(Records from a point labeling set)
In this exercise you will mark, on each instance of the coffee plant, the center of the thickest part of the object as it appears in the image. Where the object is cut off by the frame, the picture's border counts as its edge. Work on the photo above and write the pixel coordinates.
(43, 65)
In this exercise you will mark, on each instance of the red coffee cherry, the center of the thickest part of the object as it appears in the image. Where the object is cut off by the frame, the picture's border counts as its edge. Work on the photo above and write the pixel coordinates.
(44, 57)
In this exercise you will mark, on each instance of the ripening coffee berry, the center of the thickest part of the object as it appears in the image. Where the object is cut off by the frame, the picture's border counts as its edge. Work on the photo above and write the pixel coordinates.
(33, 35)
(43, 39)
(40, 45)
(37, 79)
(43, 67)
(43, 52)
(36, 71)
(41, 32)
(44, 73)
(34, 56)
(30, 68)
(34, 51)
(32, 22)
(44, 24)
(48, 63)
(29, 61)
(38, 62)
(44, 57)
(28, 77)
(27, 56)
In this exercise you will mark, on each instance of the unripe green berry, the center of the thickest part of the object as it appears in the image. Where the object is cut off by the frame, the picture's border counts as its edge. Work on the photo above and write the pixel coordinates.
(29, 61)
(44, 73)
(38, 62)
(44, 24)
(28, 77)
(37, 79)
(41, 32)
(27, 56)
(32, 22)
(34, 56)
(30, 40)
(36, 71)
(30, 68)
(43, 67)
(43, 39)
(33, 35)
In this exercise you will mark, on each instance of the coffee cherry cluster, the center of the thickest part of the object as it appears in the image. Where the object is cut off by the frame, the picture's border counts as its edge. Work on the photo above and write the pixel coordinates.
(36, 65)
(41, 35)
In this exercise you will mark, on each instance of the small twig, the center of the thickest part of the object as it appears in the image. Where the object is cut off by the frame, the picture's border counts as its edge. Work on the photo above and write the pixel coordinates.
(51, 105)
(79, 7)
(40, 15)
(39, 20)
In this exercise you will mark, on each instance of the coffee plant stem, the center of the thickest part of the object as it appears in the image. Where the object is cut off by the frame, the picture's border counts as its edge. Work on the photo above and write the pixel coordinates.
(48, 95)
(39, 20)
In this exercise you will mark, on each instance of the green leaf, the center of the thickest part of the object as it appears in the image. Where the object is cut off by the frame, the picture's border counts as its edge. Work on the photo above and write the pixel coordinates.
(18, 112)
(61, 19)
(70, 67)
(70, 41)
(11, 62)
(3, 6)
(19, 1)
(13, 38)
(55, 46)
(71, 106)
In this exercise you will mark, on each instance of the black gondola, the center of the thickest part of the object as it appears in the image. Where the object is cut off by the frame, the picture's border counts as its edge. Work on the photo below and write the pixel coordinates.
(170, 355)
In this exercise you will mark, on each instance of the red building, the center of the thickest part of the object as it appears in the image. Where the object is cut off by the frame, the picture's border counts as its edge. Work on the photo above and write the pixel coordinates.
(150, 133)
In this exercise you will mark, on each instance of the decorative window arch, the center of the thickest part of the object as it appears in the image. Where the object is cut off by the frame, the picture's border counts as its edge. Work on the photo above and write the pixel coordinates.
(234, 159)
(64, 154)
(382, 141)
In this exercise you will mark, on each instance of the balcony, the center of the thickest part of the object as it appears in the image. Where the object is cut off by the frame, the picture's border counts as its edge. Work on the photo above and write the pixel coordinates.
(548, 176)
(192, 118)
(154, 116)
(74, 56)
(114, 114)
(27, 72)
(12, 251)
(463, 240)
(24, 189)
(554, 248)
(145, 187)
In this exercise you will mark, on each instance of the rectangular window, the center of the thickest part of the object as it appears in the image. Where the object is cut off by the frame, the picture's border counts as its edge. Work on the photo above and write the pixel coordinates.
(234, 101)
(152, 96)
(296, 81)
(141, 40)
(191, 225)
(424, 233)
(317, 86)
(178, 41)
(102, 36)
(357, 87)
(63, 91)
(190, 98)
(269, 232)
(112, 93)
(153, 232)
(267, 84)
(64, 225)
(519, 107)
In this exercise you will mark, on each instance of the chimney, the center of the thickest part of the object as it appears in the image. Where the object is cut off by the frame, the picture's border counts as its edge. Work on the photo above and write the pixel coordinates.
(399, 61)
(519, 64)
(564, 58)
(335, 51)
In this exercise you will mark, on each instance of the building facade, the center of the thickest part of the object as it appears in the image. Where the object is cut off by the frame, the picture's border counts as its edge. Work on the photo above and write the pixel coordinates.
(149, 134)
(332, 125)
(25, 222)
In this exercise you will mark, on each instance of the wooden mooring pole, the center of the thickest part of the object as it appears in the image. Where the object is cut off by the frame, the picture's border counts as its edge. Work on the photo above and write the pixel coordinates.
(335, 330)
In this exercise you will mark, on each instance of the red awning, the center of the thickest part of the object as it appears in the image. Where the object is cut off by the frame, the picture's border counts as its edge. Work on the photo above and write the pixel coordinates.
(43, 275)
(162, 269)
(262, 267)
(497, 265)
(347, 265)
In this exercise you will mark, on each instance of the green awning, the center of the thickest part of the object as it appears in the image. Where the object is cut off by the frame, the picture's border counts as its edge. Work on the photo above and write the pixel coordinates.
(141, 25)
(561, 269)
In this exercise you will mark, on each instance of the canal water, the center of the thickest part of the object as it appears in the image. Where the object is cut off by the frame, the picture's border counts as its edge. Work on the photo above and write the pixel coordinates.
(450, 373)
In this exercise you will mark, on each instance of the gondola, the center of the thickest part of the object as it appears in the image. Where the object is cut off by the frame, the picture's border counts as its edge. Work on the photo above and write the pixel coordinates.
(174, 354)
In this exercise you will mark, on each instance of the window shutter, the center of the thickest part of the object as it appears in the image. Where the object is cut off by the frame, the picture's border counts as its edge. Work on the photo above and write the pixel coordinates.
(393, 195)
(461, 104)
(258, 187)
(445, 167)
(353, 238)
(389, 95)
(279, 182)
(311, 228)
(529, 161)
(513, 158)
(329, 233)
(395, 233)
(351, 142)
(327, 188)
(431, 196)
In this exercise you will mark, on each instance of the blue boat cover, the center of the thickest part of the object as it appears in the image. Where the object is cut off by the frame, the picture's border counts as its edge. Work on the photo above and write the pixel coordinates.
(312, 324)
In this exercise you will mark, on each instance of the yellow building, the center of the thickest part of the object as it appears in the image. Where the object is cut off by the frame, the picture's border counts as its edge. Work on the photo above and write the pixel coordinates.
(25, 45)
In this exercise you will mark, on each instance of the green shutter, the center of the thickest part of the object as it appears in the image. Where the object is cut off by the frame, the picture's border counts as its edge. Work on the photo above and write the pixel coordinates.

__Description of the task__:
Return each entry from above without altering a single character.

__Output of the task__:
In this exercise you will mark, on each instance of the coffee plant, the center of the thickest part of the object as it appears in the image. Where the object is cut off by the frame, the picture's border counts as its edge. Work on the photo above and write the pixel coordinates.
(43, 65)
In this exercise you will mark, on each instance of the red coffee cherry, the center of the thickest part of the object as it appears in the image. Where the object is cut off by the frame, the picture's border counts as its edge. Work on the photo above and write the pixel coordinates.
(44, 57)
In this exercise you will mark, on each instance of the ripening coffee berry, the center of the thickest part of the object as it appears in the image. Where the object is cut off by the frame, the picture's border counts as its edge. Work on the photo above and write the pixel coordinates.
(33, 35)
(43, 39)
(40, 45)
(37, 79)
(43, 67)
(43, 52)
(36, 71)
(41, 32)
(44, 73)
(34, 56)
(30, 68)
(34, 51)
(32, 22)
(44, 24)
(48, 63)
(29, 61)
(38, 62)
(44, 57)
(28, 77)
(27, 56)
In this exercise you will mark, on each instance of the unripe green berry, the center of the thickest part of the object as it appears in the image. Where the object is cut off by the frame, the picture's border counts as its edge. Work on the photo above and write the pixel coordinates.
(29, 61)
(44, 73)
(38, 62)
(44, 24)
(28, 77)
(37, 79)
(41, 32)
(27, 56)
(32, 22)
(34, 56)
(30, 40)
(36, 71)
(30, 68)
(43, 67)
(43, 39)
(33, 35)
In this exercise you will mark, on each instance of the coffee cherry cluster, the center of the thickest part of the object as it appears in the image. Where the object is cut off by the frame, the picture's border counts as its edge. Work on the photo above and write the pixel coordinates.
(36, 65)
(41, 35)
In this exercise you will mark, on each instance of the small twig, the center of the thickest part of the object as it appears in the image. Where the object is cut off by the frame, the picture's border counts as its edge. Work on the photo above and write the pixel coordinates.
(51, 105)
(79, 7)
(40, 15)
(39, 20)
In this exercise you will mark, on each instance of the coffee plant stem, the center of the thickest part of the object as it appears in the image. Where the object is cut off by the frame, the picture's border counts as its edge. Work on the photo above and write the pixel coordinates.
(48, 95)
(39, 20)
In this exercise you will mark, on each instance of the green leaf, the center of the thickest part of the object as it appears in the image. Where the object is cut off by the frame, the picture's border counts as its edge. Work on the photo above and write the pixel coordinates.
(18, 112)
(61, 19)
(70, 67)
(70, 41)
(11, 62)
(3, 6)
(19, 1)
(13, 38)
(55, 46)
(71, 106)
In this exercise you will mark, on each instance of the black gondola, the center of the thickest part of the object as it appears in the image. Where the object is cut off by the frame, the picture's border counts as its edge. Work on the photo below and write the pixel coordinates.
(170, 355)
In this exercise you will mark, on each instance of the red building, the center of the thickest part of the object as it appears in the image. Where the object is cut off by the frame, the picture's border counts as its edge. Work on the photo above and write the pixel coordinates.
(150, 133)
In this exercise you will mark, on each instance of the decorative window arch, the center of the thickest part of the object as it appears in the image. Where the object is cut off by the frame, the picture's border counts as its edge. Work on the photo above and write the pixel coordinates.
(234, 159)
(64, 154)
(382, 141)
In this exercise you will mark, on each instance of the balcony, the center of the thickest part of the object as it appears in the image. Where the object is cut off by the frame, the picture's border counts as its edge. Work on the photo above and write the pixel coordinates.
(548, 176)
(192, 118)
(154, 116)
(74, 56)
(114, 114)
(27, 72)
(12, 251)
(463, 240)
(24, 189)
(554, 248)
(145, 187)
In this exercise you will mark, on each instance of the rectangular window, the center of the thickest part of the object as it appears in the image. Where the object is cut off by the frame, the picture's border counts as its edge. Work on the photo above and write the pixel coordinates.
(234, 101)
(152, 96)
(296, 81)
(141, 40)
(191, 225)
(424, 233)
(317, 86)
(178, 41)
(102, 36)
(357, 87)
(63, 91)
(190, 98)
(269, 232)
(112, 93)
(153, 232)
(267, 84)
(64, 225)
(519, 107)
In this exercise you will mark, on each instance of the chimney, the center of the thickest part of the object as it appears in the image. Where the object is cut off by the frame, the picture's border counts as its edge. Work on the photo above and write the pixel coordinates.
(399, 61)
(519, 64)
(564, 58)
(335, 51)
In this exercise you will mark, on each instance of the building facade, the center of the thickest part of the object as it appears in the image. Where the object is cut off by the frame, the picture's border counts as its edge. Work on the photo above and write the pixel coordinates.
(149, 134)
(332, 125)
(25, 222)
In this exercise you will mark, on each instance of the wooden mooring pole, the center of the thickest part of the object as it appears in the image. Where the object is cut off by the frame, the picture's border counts as its edge. Work on the photo above and write the pixel coordinates.
(335, 330)
In this exercise you will mark, on each instance of the red awning, the center of the thickest part of the object as it appears in the image. Where the object is cut off by the frame, the picture's border counts as its edge. Work on the photo above and write the pixel coordinates.
(43, 275)
(162, 269)
(262, 267)
(497, 265)
(347, 265)
In this exercise you will mark, on each instance of the green awning, the center of the thickest part of the object as it appears in the image. Where the object is cut off by the frame, the picture's border counts as its edge. Work on the photo above and write the pixel coordinates.
(141, 25)
(561, 269)
In this exercise you will mark, on each instance of the canal water, the center of the thickest part of the object as it appears in the image. Where the object is cut off by the frame, the picture's border counts as its edge. Work on the photo above and write the pixel coordinates.
(450, 373)
In this exercise you will mark, on each instance of the gondola, the center of the thickest part of the object as it appears in the image. Where the object is cut off by the frame, the picture's border counts as its edge. Work on the photo above and write the pixel coordinates.
(174, 354)
In this exercise you will mark, on each instance of the window shutter, the center of the thickest part of the object as it appears in the image. Where the object is cut off by the frame, the picture's border counts as its edge. Work on the photo above and write the pixel coordinates.
(393, 195)
(461, 104)
(258, 187)
(445, 167)
(353, 238)
(389, 95)
(279, 182)
(311, 228)
(529, 161)
(513, 158)
(329, 233)
(395, 233)
(351, 142)
(327, 188)
(431, 196)
In this exercise you will mark, on each instance of the blue boat cover, the center of the thickest part of the object as it appears in the image. Where the object is cut off by the frame, the picture's border counts as its edge. Work on the photo above and write the pixel coordinates.
(312, 324)
In this exercise you will mark, on each instance of the yellow building, the center of the thickest part of the object as it appears in the image. Where the object is cut off by the frame, the picture's border counts as its edge. Work on the photo above and write the pixel coordinates.
(25, 45)
In this exercise you will mark, on each instance of the green shutter, the center of the thickest part of the object as it appears in the image. Where the object is cut off by the frame, the picture's border counts as its edge. Work on the photo above and write the pixel coordinates.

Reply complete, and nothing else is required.